■ **Data excerpts**
═══
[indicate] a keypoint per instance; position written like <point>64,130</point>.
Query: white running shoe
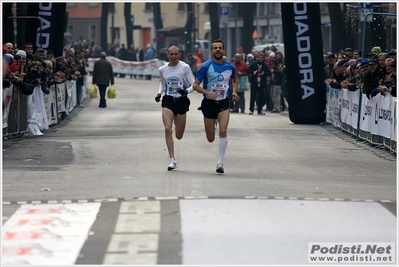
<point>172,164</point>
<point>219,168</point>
═══
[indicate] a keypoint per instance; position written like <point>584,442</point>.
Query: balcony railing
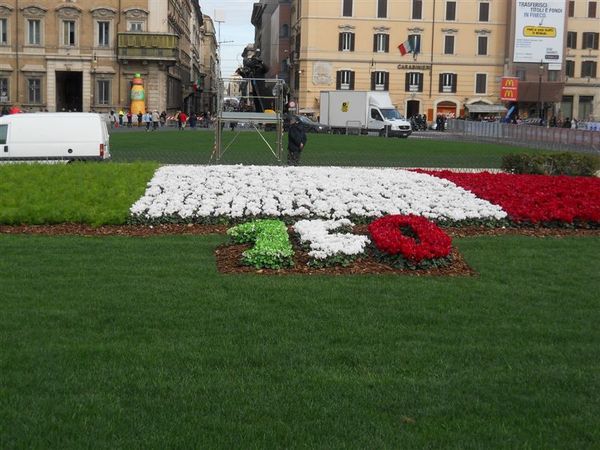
═══
■ **Problem**
Give again, word for word, every line of the listing above from the one with "written like <point>584,442</point>." to the one with "Query: balcony railing", both inclusive, and nothing beyond them.

■ **Answer for this exercise**
[indicate] a keypoint per instance; position written like <point>584,442</point>.
Query: balcony railing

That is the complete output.